> Activity: Pick every line out of the entries below that holds the string "shorts", and report them.

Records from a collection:
[Start of Attachment]

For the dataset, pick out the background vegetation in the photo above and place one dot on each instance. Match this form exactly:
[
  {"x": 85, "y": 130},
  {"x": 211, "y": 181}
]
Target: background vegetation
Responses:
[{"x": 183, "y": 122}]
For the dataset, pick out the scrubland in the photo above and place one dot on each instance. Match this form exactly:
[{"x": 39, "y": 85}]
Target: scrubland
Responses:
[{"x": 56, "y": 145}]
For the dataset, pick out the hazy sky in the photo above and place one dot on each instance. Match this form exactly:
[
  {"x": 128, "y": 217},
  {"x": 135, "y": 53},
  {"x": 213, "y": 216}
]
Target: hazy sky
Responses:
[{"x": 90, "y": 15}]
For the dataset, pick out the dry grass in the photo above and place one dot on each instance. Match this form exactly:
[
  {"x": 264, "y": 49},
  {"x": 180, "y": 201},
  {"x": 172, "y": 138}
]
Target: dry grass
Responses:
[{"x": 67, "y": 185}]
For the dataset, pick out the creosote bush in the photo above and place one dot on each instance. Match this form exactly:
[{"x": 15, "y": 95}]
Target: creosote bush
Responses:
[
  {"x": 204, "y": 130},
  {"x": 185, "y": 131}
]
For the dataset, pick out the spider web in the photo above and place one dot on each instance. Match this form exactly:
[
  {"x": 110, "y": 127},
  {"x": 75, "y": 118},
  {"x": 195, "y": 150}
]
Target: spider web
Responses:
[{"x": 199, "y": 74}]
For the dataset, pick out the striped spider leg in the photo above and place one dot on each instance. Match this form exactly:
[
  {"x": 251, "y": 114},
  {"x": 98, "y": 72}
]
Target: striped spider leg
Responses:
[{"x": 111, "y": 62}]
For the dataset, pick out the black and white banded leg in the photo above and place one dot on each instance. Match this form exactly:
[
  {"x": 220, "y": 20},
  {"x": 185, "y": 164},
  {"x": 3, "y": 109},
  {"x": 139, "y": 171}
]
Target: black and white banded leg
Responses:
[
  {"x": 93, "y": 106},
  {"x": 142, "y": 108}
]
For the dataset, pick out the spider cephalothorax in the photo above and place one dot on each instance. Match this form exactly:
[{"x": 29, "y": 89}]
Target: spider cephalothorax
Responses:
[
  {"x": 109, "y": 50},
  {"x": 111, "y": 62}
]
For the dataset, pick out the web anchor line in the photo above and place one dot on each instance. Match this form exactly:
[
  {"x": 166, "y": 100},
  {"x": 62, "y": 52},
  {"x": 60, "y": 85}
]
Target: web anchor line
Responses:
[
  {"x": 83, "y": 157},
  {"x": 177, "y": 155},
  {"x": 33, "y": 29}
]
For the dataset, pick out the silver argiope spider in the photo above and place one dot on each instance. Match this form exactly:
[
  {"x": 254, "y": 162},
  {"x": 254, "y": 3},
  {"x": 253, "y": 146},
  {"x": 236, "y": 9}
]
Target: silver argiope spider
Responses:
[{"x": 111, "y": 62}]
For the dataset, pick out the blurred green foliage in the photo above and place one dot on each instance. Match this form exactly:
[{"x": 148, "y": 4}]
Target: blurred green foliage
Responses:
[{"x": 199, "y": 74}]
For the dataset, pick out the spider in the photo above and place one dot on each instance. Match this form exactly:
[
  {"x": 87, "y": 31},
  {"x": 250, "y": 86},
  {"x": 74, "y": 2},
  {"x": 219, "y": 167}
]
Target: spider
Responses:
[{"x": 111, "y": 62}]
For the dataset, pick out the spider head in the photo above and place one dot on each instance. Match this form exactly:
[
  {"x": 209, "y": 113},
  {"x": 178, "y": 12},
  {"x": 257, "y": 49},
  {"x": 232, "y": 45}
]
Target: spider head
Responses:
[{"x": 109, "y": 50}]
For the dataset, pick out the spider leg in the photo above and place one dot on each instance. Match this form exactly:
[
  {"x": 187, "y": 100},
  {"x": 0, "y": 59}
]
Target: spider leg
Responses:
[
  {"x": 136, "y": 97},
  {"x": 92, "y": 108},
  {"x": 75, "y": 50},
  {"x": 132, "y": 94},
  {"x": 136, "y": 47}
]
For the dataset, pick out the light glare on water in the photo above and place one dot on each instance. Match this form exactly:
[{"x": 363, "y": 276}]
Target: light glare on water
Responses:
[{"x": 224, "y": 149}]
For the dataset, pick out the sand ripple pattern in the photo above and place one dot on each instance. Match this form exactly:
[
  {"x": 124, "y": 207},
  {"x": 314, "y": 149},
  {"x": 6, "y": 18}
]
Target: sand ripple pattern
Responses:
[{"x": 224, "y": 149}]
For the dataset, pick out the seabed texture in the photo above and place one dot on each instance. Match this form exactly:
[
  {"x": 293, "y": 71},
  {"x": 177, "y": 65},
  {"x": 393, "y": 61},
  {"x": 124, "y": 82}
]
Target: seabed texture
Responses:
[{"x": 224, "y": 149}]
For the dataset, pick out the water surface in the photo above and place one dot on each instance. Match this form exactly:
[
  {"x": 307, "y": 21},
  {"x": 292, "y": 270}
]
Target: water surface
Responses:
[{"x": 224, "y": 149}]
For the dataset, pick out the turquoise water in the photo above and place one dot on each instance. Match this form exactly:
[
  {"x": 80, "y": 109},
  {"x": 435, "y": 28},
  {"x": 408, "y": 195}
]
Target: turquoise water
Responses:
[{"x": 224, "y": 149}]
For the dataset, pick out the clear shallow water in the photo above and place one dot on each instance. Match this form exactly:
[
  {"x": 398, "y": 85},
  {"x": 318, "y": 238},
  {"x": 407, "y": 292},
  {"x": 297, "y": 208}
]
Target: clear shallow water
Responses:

[End of Attachment]
[Start of Attachment]

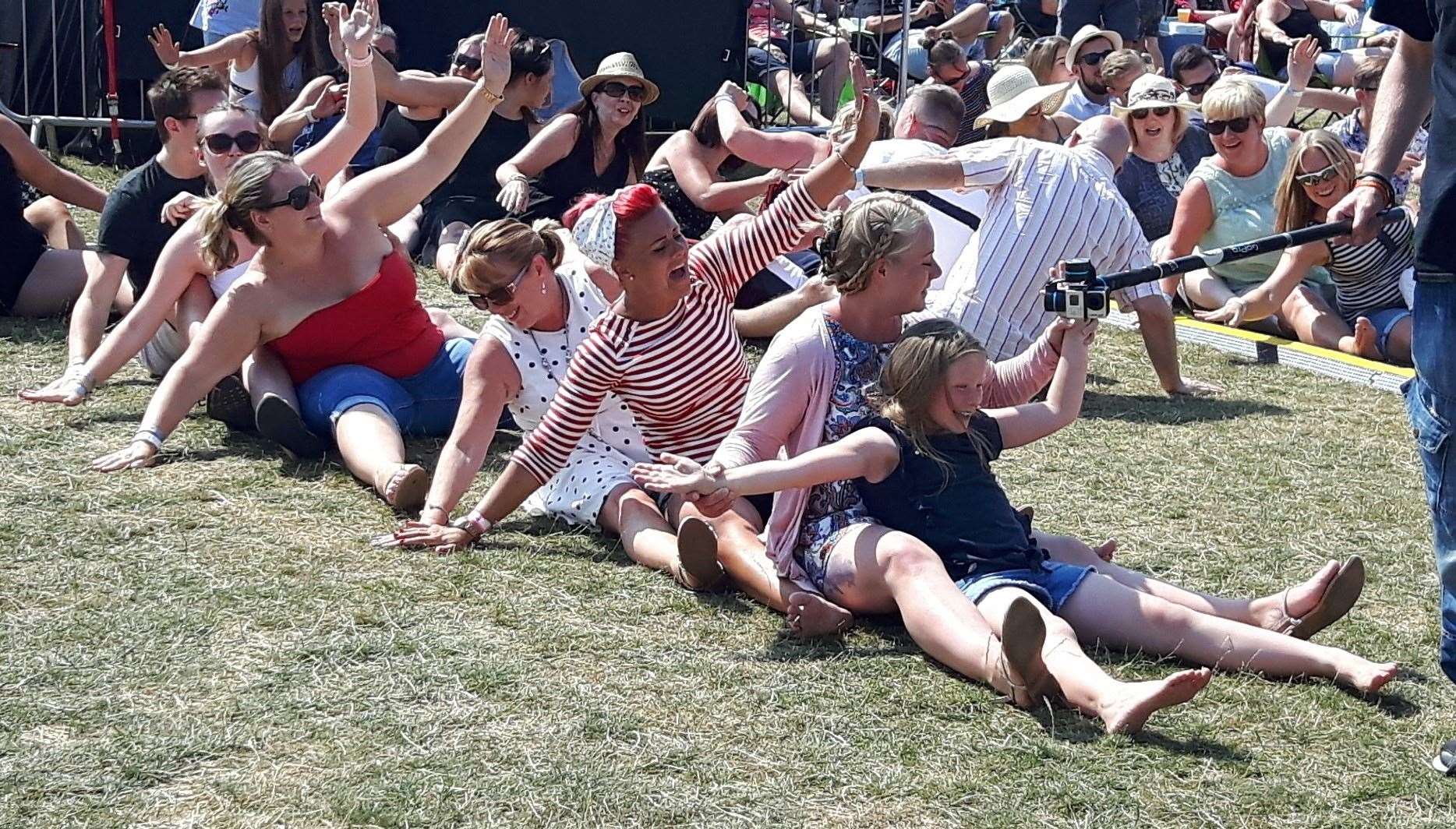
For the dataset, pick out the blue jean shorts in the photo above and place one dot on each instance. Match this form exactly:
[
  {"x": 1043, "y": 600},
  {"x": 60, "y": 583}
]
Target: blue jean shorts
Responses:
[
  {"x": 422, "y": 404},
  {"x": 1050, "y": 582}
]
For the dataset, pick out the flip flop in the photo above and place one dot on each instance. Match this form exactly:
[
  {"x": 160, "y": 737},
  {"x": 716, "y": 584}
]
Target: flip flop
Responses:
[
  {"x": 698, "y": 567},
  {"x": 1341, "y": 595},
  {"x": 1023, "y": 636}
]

[End of Attachment]

> Result of this task:
For the dataset, pick out the blue jean shorts in the photo above and place one dot on each instance. Match this form exactly:
Target: blue jean shorts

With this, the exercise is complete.